### Given instruction
List every line in the entries below that contains the string "wall", matching case exactly.

## Start

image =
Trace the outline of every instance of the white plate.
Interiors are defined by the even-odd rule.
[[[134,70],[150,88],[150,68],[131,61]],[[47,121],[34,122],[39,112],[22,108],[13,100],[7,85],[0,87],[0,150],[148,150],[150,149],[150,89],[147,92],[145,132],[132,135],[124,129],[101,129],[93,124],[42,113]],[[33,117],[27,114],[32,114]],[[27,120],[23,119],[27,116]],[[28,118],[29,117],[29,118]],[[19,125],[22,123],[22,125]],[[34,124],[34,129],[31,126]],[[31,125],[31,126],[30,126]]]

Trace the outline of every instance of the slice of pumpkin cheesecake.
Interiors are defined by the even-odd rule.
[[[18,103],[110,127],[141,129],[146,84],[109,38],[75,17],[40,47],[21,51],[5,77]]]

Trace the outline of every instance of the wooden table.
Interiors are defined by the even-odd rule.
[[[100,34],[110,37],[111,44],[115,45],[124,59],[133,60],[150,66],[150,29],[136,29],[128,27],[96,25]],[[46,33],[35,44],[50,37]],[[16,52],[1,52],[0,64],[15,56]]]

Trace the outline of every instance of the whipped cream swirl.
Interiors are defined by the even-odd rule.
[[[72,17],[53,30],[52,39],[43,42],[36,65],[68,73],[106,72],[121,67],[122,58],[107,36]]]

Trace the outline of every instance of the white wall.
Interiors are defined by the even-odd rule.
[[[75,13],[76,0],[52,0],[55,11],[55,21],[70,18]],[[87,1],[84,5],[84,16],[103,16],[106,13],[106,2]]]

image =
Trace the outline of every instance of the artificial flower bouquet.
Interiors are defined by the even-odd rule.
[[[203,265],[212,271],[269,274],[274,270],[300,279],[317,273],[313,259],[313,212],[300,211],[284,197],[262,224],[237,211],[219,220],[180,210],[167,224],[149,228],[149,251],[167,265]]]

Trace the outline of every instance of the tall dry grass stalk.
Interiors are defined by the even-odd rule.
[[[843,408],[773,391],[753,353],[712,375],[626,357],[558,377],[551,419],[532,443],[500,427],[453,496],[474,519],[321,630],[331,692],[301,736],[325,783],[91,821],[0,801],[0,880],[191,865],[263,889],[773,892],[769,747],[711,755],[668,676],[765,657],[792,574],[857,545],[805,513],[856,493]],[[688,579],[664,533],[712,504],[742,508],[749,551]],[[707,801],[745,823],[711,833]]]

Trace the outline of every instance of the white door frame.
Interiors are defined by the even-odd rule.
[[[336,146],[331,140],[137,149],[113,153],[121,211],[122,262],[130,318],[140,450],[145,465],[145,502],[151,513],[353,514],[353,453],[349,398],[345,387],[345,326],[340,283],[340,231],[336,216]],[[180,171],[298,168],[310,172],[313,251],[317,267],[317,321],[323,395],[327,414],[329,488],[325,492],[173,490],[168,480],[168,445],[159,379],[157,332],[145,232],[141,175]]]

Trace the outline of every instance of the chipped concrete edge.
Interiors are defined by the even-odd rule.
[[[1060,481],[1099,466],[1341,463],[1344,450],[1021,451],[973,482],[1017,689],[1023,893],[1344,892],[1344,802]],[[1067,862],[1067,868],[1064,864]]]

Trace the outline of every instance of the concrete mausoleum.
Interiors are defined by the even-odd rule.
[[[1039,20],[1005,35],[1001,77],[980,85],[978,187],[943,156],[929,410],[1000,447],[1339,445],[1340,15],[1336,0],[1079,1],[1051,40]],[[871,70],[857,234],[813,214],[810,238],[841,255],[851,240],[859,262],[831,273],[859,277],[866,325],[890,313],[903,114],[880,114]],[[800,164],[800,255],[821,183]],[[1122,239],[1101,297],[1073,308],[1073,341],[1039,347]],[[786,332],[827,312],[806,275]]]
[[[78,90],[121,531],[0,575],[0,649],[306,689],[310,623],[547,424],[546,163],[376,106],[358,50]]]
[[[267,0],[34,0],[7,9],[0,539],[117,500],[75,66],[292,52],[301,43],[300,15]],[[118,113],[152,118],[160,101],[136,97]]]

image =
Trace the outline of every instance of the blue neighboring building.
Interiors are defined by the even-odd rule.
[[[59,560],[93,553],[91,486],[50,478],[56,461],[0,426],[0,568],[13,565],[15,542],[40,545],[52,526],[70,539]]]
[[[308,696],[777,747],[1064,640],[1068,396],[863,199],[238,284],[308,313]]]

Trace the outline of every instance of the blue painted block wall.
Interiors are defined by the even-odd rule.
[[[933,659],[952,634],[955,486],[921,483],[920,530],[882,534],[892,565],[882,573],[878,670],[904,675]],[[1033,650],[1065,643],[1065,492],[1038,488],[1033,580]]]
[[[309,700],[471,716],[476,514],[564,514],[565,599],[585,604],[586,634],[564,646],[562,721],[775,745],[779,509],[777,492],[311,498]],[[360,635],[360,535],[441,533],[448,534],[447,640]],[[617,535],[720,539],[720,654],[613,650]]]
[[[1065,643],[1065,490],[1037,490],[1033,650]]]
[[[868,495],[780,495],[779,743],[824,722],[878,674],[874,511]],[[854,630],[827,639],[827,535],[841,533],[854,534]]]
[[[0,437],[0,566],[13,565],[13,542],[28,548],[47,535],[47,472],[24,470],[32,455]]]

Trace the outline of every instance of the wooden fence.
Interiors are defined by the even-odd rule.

## End

### Result
Trace the outline of every instance of the white wall.
Trace the outline of every instance of the blue painted block wall.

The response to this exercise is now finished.